I'm fascinated by the process of revisions and editing. I don't know if I'm simply an exceptionally bad writer and editor, or if this is how it happens for everyone. But I don't want to believe it gets this way for everyone. How would anyone ever get anything finished?
The problem is that I have been going through the finished manuscript with a very strict electronic red pen, which in reality is the "delete" button. It was going pretty well and I thought that finishing the second draft would take a week tops. Then, before I moved on to the next chapters I decided to re-read what I'd edited to see if it makes any sense at all. I had that intention today. And yesterday. And the day before that. For chapter 1.
I just finished going through the chapter the tenth time and I'm still changing things. How is that possible? I've gotten rid of almost 2,000 words in one chapter alone, cut two minor characters along with their respective minor storylines in that chapter, arranged and rearranged the order of certain sentences, then cut some of them altogether and changing everything still.
##########
# WRITTEN PROBLEM
Answer these questions about the passage on revising a manuscript:
1. What is the "very strict electronic red pen" in reality?
2. How many times has the writer now gone through the chapter?
3. How many minor characters did the writer cut from that chapter?
##########
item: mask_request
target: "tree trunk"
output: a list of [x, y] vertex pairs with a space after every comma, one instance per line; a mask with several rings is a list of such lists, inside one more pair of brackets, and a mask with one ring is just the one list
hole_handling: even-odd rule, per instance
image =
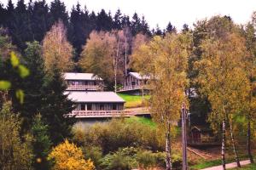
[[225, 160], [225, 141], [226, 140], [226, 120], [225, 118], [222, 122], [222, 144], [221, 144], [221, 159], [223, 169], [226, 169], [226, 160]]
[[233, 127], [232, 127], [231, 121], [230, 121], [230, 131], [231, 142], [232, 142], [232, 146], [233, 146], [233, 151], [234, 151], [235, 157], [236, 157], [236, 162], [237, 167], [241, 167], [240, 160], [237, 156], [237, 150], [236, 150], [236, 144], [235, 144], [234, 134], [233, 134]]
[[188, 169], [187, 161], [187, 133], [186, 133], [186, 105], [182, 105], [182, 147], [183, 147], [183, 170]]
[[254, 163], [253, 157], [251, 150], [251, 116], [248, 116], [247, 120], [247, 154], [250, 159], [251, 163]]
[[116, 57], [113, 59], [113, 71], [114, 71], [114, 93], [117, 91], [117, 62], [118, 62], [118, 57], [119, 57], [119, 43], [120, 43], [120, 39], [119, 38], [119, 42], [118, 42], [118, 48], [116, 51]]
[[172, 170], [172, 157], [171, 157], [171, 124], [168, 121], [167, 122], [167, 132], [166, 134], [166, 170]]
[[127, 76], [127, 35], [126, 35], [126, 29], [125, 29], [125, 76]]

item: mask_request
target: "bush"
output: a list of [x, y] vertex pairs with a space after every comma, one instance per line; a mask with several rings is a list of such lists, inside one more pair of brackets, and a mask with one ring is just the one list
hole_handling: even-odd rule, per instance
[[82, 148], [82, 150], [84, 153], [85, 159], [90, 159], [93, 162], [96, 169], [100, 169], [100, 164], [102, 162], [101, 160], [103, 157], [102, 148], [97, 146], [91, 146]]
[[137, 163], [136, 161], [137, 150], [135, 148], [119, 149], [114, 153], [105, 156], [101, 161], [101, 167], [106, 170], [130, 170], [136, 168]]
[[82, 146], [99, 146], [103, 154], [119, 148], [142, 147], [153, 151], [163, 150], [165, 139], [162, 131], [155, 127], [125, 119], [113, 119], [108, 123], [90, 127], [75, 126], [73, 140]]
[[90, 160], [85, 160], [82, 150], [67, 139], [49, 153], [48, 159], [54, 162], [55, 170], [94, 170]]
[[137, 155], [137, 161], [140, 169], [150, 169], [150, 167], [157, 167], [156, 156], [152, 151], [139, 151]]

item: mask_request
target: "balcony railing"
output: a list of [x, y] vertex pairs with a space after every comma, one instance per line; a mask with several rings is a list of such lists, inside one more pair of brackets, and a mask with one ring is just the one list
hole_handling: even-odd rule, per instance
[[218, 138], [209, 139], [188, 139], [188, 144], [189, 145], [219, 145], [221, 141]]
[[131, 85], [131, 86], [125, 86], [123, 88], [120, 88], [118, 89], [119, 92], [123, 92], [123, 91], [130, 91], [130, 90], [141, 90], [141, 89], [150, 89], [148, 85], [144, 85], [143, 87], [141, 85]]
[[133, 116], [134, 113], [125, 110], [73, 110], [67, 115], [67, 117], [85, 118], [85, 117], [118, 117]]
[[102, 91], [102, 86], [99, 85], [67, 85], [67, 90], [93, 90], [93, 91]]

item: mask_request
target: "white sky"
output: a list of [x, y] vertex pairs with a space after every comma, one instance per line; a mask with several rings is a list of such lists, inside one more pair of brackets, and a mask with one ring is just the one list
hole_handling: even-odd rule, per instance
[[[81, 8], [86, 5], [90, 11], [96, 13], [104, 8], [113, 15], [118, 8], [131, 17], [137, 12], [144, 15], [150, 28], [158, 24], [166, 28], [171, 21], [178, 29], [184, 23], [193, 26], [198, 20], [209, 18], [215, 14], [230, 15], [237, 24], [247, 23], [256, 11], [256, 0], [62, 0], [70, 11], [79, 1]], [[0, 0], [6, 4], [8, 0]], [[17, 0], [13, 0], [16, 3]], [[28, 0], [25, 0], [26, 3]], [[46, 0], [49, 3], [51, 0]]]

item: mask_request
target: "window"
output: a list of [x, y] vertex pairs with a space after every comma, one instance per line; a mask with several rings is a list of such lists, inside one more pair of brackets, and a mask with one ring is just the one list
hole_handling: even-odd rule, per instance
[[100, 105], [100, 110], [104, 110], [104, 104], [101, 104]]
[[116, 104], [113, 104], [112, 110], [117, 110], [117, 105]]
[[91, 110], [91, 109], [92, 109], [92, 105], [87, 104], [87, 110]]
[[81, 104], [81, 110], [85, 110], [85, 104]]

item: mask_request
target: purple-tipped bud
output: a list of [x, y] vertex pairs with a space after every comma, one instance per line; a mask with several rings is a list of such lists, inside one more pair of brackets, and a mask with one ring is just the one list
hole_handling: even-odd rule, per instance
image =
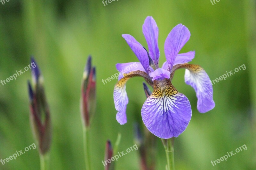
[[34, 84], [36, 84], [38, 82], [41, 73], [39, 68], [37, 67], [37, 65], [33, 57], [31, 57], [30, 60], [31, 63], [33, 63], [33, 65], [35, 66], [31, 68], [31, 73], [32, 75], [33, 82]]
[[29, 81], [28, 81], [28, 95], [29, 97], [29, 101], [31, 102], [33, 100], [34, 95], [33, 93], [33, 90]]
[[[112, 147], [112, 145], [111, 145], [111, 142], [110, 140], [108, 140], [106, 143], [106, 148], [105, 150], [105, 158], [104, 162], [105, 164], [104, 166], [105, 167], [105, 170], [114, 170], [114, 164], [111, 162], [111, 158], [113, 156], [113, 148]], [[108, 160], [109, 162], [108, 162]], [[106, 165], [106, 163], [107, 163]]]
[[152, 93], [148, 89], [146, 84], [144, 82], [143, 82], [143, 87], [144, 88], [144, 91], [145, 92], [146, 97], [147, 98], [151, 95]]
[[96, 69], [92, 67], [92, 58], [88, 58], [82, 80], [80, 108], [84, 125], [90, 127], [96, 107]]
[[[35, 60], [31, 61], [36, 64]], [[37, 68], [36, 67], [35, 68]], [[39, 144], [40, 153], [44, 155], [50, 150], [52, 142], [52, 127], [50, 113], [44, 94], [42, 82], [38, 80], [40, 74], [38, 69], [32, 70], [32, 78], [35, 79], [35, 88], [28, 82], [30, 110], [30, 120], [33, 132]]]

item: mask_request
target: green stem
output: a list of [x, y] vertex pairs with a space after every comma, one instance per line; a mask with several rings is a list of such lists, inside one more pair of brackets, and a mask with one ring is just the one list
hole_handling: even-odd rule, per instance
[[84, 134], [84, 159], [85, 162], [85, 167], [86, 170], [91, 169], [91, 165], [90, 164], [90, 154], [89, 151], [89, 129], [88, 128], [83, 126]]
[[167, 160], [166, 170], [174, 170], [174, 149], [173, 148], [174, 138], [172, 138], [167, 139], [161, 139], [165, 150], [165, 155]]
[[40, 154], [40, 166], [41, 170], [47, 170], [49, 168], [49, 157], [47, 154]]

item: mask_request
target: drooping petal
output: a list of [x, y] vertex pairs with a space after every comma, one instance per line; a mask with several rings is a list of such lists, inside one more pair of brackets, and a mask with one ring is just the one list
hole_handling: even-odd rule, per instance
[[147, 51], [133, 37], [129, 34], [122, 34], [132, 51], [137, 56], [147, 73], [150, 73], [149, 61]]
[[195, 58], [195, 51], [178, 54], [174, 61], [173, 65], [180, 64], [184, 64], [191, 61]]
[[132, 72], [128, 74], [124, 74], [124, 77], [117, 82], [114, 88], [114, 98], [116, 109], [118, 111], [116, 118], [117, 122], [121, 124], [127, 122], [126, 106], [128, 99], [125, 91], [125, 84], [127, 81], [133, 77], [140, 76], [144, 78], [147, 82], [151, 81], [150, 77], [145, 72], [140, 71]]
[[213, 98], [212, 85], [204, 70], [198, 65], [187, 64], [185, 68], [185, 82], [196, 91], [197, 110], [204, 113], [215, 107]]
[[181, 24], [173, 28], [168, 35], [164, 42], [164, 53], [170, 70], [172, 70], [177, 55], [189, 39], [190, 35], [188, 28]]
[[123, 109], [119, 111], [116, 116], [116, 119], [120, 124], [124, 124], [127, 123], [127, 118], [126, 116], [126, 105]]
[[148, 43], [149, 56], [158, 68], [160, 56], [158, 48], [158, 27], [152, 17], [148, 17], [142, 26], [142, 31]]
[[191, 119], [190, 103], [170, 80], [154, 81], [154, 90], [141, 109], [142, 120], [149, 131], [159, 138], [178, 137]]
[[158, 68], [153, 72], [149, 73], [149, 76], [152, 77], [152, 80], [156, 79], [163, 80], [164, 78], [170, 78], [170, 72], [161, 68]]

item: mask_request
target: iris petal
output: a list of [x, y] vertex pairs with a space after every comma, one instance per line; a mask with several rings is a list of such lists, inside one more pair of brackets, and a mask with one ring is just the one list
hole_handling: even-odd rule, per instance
##########
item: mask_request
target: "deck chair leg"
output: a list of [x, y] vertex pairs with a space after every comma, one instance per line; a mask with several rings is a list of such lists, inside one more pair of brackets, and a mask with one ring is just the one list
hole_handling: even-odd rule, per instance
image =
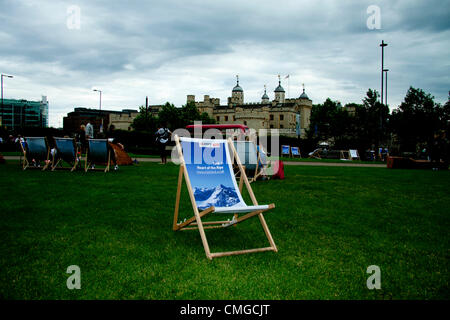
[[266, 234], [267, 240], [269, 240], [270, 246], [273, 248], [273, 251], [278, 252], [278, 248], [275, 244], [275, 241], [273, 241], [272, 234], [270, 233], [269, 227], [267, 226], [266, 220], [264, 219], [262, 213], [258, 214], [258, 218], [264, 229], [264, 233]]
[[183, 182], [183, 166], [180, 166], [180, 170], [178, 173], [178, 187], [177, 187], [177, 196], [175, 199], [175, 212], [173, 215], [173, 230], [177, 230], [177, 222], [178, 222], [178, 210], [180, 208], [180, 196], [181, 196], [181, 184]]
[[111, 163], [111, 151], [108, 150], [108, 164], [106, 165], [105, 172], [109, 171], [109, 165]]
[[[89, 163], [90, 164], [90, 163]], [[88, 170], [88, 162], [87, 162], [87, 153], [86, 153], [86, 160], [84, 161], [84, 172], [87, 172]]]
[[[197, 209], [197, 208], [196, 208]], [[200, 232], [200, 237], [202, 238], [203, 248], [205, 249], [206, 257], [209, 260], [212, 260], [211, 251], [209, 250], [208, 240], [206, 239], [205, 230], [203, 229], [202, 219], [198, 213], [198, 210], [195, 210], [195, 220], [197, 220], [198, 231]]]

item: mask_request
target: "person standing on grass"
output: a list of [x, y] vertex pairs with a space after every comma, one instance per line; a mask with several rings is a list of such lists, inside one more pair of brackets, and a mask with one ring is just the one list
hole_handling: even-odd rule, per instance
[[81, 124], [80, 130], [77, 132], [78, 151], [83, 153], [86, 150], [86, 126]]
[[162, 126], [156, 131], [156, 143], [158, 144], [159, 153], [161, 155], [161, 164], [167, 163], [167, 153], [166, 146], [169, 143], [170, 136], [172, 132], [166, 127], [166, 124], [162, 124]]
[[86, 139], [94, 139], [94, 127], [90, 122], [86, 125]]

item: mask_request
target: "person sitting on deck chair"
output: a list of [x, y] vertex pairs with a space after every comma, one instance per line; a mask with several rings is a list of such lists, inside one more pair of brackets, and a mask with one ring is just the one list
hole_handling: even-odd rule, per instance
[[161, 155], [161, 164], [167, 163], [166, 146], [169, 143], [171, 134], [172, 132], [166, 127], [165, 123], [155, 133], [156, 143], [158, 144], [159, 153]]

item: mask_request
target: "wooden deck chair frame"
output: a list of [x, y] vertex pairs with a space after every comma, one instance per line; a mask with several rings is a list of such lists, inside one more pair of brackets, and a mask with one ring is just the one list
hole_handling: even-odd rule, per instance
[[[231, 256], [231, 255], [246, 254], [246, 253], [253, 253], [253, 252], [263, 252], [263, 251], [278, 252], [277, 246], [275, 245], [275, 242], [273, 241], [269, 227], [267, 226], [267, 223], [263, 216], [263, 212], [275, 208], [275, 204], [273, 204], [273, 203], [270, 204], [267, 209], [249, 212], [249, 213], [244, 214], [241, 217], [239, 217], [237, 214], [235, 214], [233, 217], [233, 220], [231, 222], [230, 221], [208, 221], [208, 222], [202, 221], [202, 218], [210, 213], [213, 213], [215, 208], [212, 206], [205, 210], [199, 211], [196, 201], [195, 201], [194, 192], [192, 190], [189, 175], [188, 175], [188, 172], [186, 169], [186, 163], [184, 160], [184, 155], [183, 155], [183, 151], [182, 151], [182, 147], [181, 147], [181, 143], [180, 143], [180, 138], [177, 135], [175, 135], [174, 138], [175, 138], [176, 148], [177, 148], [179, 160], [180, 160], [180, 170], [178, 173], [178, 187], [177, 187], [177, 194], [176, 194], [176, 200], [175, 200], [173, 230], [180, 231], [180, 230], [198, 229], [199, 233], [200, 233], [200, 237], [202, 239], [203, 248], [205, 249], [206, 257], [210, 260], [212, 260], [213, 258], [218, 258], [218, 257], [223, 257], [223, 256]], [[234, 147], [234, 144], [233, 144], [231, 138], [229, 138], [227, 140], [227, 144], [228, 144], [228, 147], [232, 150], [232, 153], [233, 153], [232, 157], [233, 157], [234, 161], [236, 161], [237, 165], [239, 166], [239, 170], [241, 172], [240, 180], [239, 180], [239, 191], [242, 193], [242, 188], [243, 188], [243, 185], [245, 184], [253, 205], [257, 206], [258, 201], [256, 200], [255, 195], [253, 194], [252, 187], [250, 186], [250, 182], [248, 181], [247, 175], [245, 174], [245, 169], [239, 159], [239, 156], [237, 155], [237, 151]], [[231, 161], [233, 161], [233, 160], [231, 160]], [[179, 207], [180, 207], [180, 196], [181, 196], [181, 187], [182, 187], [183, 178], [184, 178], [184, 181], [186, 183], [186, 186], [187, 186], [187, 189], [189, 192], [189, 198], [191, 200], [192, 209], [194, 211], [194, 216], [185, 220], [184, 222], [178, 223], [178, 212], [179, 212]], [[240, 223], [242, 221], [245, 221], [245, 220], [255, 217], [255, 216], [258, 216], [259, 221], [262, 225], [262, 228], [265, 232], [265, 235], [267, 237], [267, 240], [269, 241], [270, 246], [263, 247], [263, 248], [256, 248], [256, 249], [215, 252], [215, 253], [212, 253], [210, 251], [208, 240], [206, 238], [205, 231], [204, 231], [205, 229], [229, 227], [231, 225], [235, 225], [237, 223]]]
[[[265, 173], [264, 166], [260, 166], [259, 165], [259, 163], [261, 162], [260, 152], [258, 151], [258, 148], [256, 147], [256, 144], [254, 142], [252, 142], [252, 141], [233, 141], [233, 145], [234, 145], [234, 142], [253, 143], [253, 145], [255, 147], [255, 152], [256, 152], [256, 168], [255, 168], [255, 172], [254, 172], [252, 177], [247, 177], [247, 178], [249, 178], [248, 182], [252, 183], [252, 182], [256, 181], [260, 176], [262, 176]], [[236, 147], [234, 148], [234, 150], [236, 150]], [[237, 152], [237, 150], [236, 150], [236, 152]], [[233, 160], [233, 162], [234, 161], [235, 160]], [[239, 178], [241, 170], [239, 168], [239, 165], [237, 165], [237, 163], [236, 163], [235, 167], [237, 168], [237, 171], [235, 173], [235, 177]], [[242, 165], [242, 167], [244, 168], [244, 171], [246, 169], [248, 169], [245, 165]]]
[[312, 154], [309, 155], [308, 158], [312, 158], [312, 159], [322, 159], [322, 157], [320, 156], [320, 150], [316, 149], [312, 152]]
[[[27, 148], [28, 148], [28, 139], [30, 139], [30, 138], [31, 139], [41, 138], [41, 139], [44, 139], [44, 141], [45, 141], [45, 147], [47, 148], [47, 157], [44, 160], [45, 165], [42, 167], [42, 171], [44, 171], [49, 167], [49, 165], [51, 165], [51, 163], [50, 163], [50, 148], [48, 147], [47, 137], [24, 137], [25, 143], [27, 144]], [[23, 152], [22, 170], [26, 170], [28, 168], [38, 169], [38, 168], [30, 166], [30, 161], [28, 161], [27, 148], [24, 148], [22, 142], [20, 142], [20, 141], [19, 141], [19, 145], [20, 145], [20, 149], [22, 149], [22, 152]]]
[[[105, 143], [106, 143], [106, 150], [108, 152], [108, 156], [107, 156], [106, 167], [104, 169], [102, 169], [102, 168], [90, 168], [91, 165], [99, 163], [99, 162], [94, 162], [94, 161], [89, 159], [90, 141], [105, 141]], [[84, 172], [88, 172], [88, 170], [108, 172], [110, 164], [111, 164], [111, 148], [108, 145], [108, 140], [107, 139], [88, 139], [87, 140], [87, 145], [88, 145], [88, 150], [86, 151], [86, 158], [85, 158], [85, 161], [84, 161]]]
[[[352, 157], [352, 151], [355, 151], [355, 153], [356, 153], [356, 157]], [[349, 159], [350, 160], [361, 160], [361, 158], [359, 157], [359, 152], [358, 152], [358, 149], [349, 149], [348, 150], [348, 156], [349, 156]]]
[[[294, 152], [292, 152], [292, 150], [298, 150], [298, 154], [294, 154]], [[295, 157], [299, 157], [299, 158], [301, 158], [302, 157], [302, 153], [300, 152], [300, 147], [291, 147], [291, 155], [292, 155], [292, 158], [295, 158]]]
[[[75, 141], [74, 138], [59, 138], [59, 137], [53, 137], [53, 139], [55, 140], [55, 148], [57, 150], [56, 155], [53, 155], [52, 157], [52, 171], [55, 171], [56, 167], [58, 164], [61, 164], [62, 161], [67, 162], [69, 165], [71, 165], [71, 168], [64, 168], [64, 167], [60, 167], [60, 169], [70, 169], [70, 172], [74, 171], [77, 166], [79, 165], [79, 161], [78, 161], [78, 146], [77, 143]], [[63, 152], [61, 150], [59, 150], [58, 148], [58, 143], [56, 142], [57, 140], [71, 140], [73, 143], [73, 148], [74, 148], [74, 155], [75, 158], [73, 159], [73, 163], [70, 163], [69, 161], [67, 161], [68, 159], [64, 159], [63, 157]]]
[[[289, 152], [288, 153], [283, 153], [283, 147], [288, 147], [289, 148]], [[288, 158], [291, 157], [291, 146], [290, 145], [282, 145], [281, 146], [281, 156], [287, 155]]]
##########
# FINISHED TASK
1. It is the "delete" button.
2. The writer has gone through it ten times.
3. The writer cut two minor characters.